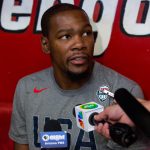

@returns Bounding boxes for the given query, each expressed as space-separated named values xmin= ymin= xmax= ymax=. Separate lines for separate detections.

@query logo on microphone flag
xmin=40 ymin=131 xmax=68 ymax=148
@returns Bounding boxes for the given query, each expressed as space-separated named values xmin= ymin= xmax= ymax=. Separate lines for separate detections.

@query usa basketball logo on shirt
xmin=96 ymin=85 xmax=109 ymax=102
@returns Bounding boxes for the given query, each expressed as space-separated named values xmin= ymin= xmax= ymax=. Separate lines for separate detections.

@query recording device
xmin=114 ymin=88 xmax=150 ymax=137
xmin=73 ymin=102 xmax=137 ymax=147
xmin=75 ymin=102 xmax=104 ymax=132
xmin=40 ymin=120 xmax=69 ymax=150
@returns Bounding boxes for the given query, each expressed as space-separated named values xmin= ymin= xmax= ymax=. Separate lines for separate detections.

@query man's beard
xmin=66 ymin=64 xmax=93 ymax=81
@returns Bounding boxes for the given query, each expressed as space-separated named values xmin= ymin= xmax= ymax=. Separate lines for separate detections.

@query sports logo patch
xmin=96 ymin=85 xmax=109 ymax=102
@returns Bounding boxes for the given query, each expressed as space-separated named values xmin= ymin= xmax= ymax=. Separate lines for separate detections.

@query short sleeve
xmin=9 ymin=81 xmax=28 ymax=144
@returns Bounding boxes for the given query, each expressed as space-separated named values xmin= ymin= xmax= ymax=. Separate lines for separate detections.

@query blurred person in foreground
xmin=9 ymin=4 xmax=148 ymax=150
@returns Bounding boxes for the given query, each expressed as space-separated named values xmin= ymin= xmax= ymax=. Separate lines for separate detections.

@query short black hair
xmin=41 ymin=3 xmax=88 ymax=37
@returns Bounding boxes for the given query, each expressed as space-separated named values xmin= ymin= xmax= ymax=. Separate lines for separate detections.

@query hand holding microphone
xmin=73 ymin=102 xmax=137 ymax=147
xmin=40 ymin=120 xmax=69 ymax=150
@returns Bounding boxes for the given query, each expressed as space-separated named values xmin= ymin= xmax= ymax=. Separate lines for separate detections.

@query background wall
xmin=0 ymin=0 xmax=150 ymax=150
xmin=0 ymin=0 xmax=150 ymax=102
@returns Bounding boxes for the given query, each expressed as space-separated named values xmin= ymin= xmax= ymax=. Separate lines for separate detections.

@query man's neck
xmin=54 ymin=70 xmax=92 ymax=90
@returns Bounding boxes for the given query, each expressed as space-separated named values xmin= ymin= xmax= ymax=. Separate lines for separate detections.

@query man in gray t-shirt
xmin=9 ymin=4 xmax=148 ymax=150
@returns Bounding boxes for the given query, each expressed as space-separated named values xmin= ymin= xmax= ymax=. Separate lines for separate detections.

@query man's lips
xmin=69 ymin=55 xmax=88 ymax=65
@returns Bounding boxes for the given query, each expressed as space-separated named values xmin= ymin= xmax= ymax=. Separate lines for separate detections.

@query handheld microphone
xmin=40 ymin=120 xmax=68 ymax=150
xmin=114 ymin=88 xmax=150 ymax=137
xmin=73 ymin=102 xmax=137 ymax=147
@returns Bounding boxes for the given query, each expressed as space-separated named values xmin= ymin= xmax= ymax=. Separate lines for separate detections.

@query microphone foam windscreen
xmin=44 ymin=120 xmax=62 ymax=132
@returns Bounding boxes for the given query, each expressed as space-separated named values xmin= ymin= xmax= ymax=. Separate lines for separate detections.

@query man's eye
xmin=82 ymin=31 xmax=91 ymax=36
xmin=61 ymin=35 xmax=71 ymax=40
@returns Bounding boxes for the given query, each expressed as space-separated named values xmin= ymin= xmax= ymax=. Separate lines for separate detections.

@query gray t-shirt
xmin=9 ymin=62 xmax=148 ymax=150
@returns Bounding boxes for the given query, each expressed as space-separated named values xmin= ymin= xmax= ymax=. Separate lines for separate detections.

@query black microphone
xmin=41 ymin=119 xmax=70 ymax=150
xmin=72 ymin=104 xmax=137 ymax=147
xmin=114 ymin=88 xmax=150 ymax=137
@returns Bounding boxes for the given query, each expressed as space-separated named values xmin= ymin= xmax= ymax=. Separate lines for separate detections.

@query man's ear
xmin=41 ymin=36 xmax=50 ymax=54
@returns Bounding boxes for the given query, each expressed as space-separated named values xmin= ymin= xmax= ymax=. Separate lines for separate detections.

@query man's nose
xmin=72 ymin=36 xmax=85 ymax=50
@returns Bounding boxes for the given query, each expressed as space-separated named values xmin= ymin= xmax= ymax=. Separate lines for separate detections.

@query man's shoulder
xmin=95 ymin=62 xmax=137 ymax=85
xmin=19 ymin=67 xmax=51 ymax=82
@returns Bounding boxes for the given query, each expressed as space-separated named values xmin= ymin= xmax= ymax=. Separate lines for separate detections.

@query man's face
xmin=48 ymin=10 xmax=94 ymax=75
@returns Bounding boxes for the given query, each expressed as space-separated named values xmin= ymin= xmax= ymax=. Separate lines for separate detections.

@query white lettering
xmin=123 ymin=0 xmax=150 ymax=36
xmin=1 ymin=0 xmax=33 ymax=31
xmin=83 ymin=0 xmax=118 ymax=56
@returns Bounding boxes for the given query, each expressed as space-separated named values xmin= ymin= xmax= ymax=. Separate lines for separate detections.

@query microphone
xmin=114 ymin=88 xmax=150 ymax=137
xmin=73 ymin=103 xmax=137 ymax=147
xmin=40 ymin=120 xmax=68 ymax=150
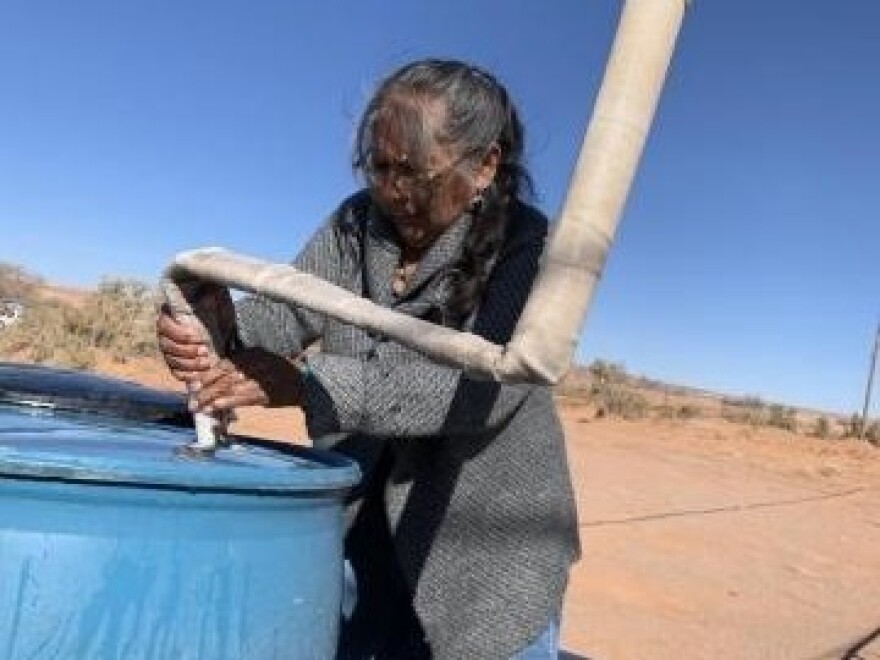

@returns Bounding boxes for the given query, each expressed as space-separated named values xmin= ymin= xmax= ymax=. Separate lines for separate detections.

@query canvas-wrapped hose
xmin=165 ymin=0 xmax=687 ymax=448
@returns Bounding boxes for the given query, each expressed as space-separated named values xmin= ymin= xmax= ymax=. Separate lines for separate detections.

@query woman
xmin=157 ymin=60 xmax=578 ymax=659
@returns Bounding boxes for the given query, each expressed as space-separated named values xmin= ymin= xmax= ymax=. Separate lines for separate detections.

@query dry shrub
xmin=0 ymin=261 xmax=43 ymax=300
xmin=810 ymin=417 xmax=831 ymax=439
xmin=0 ymin=279 xmax=157 ymax=369
xmin=654 ymin=403 xmax=703 ymax=420
xmin=590 ymin=383 xmax=649 ymax=419
xmin=722 ymin=397 xmax=797 ymax=432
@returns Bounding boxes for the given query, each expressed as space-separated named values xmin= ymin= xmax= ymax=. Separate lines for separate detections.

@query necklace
xmin=391 ymin=261 xmax=419 ymax=296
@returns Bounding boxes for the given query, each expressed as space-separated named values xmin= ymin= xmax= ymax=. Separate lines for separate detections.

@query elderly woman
xmin=157 ymin=60 xmax=578 ymax=659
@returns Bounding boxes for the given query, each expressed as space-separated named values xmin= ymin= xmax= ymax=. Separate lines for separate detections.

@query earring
xmin=469 ymin=190 xmax=486 ymax=215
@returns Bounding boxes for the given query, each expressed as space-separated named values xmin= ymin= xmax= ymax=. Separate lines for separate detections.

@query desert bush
xmin=84 ymin=279 xmax=156 ymax=362
xmin=0 ymin=262 xmax=42 ymax=300
xmin=587 ymin=360 xmax=627 ymax=383
xmin=764 ymin=403 xmax=797 ymax=432
xmin=590 ymin=382 xmax=649 ymax=419
xmin=722 ymin=397 xmax=797 ymax=432
xmin=810 ymin=417 xmax=831 ymax=438
xmin=0 ymin=279 xmax=157 ymax=369
xmin=654 ymin=403 xmax=703 ymax=420
xmin=0 ymin=301 xmax=95 ymax=368
xmin=843 ymin=413 xmax=862 ymax=438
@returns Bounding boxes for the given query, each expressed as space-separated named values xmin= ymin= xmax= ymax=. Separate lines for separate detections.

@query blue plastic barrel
xmin=0 ymin=364 xmax=358 ymax=660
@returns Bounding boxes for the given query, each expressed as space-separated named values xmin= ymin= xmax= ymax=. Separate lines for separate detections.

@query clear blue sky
xmin=0 ymin=0 xmax=880 ymax=414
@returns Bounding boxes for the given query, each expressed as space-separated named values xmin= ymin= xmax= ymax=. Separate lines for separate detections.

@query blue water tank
xmin=0 ymin=366 xmax=358 ymax=660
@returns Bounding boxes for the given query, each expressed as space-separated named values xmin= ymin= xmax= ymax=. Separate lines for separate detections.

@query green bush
xmin=0 ymin=279 xmax=158 ymax=369
xmin=590 ymin=383 xmax=649 ymax=419
xmin=810 ymin=417 xmax=831 ymax=438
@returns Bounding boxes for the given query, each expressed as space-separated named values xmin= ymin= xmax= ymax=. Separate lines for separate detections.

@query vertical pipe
xmin=859 ymin=323 xmax=880 ymax=440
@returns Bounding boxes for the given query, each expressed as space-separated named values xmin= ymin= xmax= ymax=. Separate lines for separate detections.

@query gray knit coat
xmin=236 ymin=192 xmax=578 ymax=660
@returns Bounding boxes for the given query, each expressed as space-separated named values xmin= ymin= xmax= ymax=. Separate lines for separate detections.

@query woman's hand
xmin=190 ymin=348 xmax=302 ymax=414
xmin=156 ymin=307 xmax=217 ymax=384
xmin=156 ymin=280 xmax=237 ymax=383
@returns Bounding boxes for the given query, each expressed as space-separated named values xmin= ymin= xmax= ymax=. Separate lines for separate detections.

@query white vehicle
xmin=0 ymin=300 xmax=24 ymax=328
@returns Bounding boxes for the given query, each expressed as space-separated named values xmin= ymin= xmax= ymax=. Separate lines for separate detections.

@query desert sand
xmin=101 ymin=361 xmax=880 ymax=660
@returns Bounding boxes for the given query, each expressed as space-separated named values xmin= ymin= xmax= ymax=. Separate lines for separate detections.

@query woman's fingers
xmin=156 ymin=311 xmax=213 ymax=382
xmin=192 ymin=360 xmax=268 ymax=412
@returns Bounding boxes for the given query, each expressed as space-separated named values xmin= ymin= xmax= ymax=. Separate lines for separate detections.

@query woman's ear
xmin=474 ymin=144 xmax=501 ymax=190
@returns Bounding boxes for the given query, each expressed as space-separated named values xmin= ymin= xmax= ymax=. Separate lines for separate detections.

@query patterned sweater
xmin=237 ymin=192 xmax=578 ymax=660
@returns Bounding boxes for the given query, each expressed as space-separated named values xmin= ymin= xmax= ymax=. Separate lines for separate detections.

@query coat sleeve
xmin=235 ymin=197 xmax=359 ymax=356
xmin=304 ymin=229 xmax=544 ymax=438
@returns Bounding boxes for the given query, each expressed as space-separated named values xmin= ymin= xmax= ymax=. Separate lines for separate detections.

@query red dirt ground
xmin=101 ymin=362 xmax=880 ymax=660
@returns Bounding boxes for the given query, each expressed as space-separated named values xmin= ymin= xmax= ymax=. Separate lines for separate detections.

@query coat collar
xmin=364 ymin=204 xmax=471 ymax=311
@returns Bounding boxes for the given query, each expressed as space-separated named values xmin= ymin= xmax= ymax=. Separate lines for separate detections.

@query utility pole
xmin=859 ymin=323 xmax=880 ymax=440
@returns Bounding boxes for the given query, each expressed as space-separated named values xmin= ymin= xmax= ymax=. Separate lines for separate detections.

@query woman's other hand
xmin=156 ymin=307 xmax=216 ymax=383
xmin=190 ymin=348 xmax=303 ymax=413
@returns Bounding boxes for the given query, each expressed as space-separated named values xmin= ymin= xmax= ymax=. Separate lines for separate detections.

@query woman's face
xmin=364 ymin=103 xmax=498 ymax=251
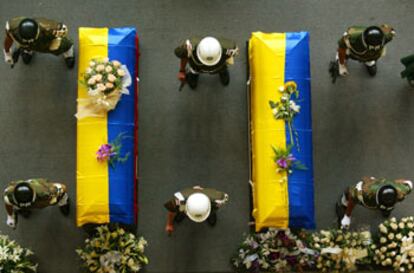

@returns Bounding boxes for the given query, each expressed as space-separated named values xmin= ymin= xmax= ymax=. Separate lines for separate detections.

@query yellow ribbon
xmin=398 ymin=236 xmax=414 ymax=268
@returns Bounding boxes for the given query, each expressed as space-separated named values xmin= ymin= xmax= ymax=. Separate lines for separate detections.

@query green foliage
xmin=0 ymin=232 xmax=37 ymax=273
xmin=76 ymin=226 xmax=148 ymax=273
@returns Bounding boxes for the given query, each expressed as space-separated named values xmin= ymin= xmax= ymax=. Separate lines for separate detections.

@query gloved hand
xmin=341 ymin=214 xmax=351 ymax=229
xmin=7 ymin=214 xmax=16 ymax=229
xmin=53 ymin=24 xmax=68 ymax=38
xmin=3 ymin=49 xmax=14 ymax=64
xmin=165 ymin=224 xmax=174 ymax=236
xmin=339 ymin=63 xmax=349 ymax=76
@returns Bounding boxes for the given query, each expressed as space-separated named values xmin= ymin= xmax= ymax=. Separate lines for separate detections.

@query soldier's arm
xmin=174 ymin=41 xmax=188 ymax=72
xmin=338 ymin=35 xmax=348 ymax=65
xmin=164 ymin=198 xmax=177 ymax=235
xmin=4 ymin=22 xmax=13 ymax=53
xmin=4 ymin=195 xmax=14 ymax=216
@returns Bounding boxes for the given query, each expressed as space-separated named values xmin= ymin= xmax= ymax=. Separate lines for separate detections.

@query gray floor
xmin=0 ymin=0 xmax=414 ymax=273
- - -
## BRIEF
From the material above, copy out every line that contains the word "green", giving each such line in full.

## RESULT OF THIS TASK
@query green bush
@query green foliage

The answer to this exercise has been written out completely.